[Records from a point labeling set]
--
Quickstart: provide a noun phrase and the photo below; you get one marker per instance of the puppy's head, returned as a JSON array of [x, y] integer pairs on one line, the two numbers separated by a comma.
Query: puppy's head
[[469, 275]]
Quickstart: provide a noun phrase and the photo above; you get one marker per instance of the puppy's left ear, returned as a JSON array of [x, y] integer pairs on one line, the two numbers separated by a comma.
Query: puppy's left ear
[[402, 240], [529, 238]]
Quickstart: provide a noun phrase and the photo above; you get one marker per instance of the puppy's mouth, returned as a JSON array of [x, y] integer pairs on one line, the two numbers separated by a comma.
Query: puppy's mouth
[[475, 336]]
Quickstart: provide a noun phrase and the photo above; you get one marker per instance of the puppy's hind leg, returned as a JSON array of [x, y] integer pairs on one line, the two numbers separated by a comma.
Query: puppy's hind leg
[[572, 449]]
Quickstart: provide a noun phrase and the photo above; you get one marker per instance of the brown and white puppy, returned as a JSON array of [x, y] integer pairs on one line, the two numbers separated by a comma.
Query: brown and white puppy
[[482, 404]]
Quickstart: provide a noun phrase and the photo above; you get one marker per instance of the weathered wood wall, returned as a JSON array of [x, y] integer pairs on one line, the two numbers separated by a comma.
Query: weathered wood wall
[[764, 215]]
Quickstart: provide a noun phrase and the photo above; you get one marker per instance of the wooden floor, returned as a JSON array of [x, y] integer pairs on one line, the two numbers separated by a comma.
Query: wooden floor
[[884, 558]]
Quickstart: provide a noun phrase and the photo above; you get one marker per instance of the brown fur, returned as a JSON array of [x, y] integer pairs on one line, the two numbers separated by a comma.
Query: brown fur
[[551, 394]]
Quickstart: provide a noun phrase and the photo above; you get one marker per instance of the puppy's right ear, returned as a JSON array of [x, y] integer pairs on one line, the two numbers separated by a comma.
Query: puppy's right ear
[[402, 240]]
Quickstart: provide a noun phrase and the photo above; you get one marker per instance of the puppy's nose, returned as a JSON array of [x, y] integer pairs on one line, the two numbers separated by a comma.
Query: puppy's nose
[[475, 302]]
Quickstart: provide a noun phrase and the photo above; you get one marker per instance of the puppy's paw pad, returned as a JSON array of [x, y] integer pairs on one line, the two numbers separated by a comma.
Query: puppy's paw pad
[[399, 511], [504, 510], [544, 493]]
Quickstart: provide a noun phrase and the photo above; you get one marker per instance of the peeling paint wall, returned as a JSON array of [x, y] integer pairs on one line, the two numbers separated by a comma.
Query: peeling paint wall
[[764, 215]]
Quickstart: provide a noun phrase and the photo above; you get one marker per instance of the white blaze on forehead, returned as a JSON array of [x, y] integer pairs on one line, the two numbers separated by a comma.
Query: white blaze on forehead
--
=== SET EXERCISE ===
Turn every line of the rows above into a Markdown table with the columns Line No. and Content, numbering the lines in order and leaving out blank lines.

=== FINAL RESULT ===
| Line No. | Content |
|---|---|
| 1 | Quickstart: provide a noun phrase and the photo below; you get one marker per instance of the puppy's head, returned as a JSON array of [x, y] integer pairs on one line, the two numbers separated by a comma. |
| 2 | Query: puppy's head |
| 3 | [[469, 275]] |
| 4 | Quickstart: provide a noun phrase and the photo above; you get one marker per instance of the puppy's left ear, returned as a JSON array of [x, y] integer pairs on one line, the two numbers separated by a comma. |
| 5 | Query: puppy's left ear |
| 6 | [[402, 240], [529, 238]] |
| 7 | Quickstart: provide a noun phrase and the photo above; you get one marker per instance of the puppy's mouth, returned as a JSON array of [x, y] integer pairs on one line, the two numbers separated by a comma. |
| 8 | Query: puppy's mouth |
| 9 | [[475, 336]] |
| 10 | Quickstart: provide a noun phrase and the photo above; you get one marker per instance of the puppy's hind leg, returned as a JSON array of [x, y] integer pairs on one line, the two numbers separated by a comma. |
| 11 | Query: puppy's hind leg |
| 12 | [[572, 449]] |
| 13 | Quickstart: provide a noun phrase and the photo above; you get one marker per instance of the brown and white puppy, returned as a JSON array of [x, y] integer pairs on one line, the two numbers separated by a comma. |
| 14 | Query: brown and white puppy |
| 15 | [[482, 404]] |
| 16 | Quickstart: provide a noun phrase and the photo above; you get one marker per instance of the weathered wood wall, returned as a JSON array of [x, y] integer pairs on one line, the two numbers separated by a comma. |
| 17 | Query: weathered wood wall |
| 18 | [[764, 215]] |
| 19 | Quickstart: provide a noun phrase and the photo above; you get one marker per instance of the wooden floor, returned as a JSON array of [x, y] integer pairs on one line, the two numbers separated by a comma. |
| 20 | Query: wooden floor |
| 21 | [[884, 558]] |
| 22 | Quickstart: provide a noun phrase and the photo above; you get one marker per instance of the brown fur, returned as a JSON array of [x, y] integer pairs on one line, the two numbers separated by a comma. |
| 23 | Query: brown fur |
| 24 | [[551, 394]] |
| 25 | Quickstart: provide a noun phrase and the photo above; you get one marker per instance of the puppy's right ear, returned as a JSON array of [x, y] integer pairs on one line, the two numbers separated by a comma. |
| 26 | Query: puppy's right ear |
| 27 | [[402, 240]] |
| 28 | Quickstart: provide a noun phrase and the photo above; you get one marker per instance of the puppy's nose, returned as a JSON array of [x, y] integer pairs on one line, the two numbers separated by a comma. |
| 29 | Query: puppy's nose |
| 30 | [[475, 302]] |
| 31 | Quickstart: provide a noun phrase and the photo above; you get one marker per instance of the puppy's paw pad, returned as a JSON array of [x, y] integer pairs on one line, the two numbers separated by a comma. |
| 32 | Query: puppy's paw pad |
| 33 | [[399, 511], [504, 510], [544, 493]] |
| 34 | Quickstart: provide a noun phrase and the photo above; you get one marker per instance of the peeling paint wall, returned as a JSON array of [x, y] integer pairs on one line, the two numbers separated by a comma. |
| 35 | Query: peeling paint wall |
| 36 | [[764, 215]] |
| 37 | Quickstart: provide a noun phrase and the photo above; you get one marker per instance of the white blaze on forehead, returned as a JSON array of [x, y] integer pairs on one line, the two numbers separated by a comma. |
| 38 | Query: white blaze on forehead |